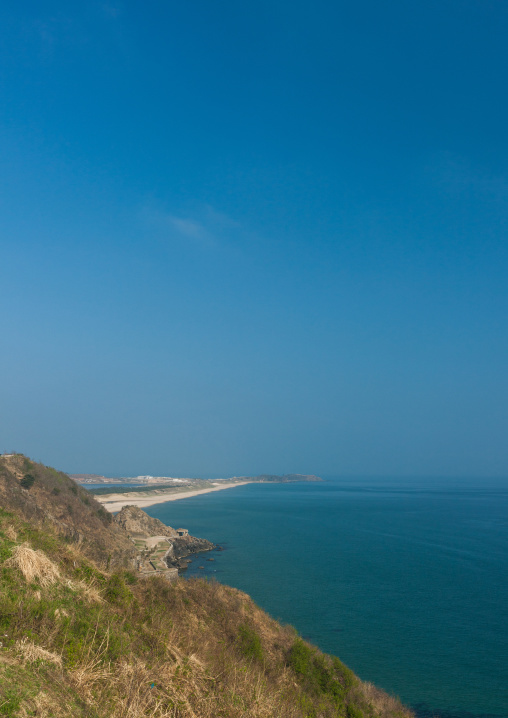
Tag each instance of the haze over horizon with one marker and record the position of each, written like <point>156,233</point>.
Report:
<point>269,237</point>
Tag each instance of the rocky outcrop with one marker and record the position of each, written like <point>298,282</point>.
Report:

Task description: Can you copy out every line of the records above word for word, leaving out the pictures?

The result:
Tag each instance of the haze over horizon with one marker and record the position of each, written like <point>156,233</point>.
Report:
<point>269,237</point>
Tag each instance of the rocky outcrop with one marker and record the position of each, written like <point>298,282</point>.
Report:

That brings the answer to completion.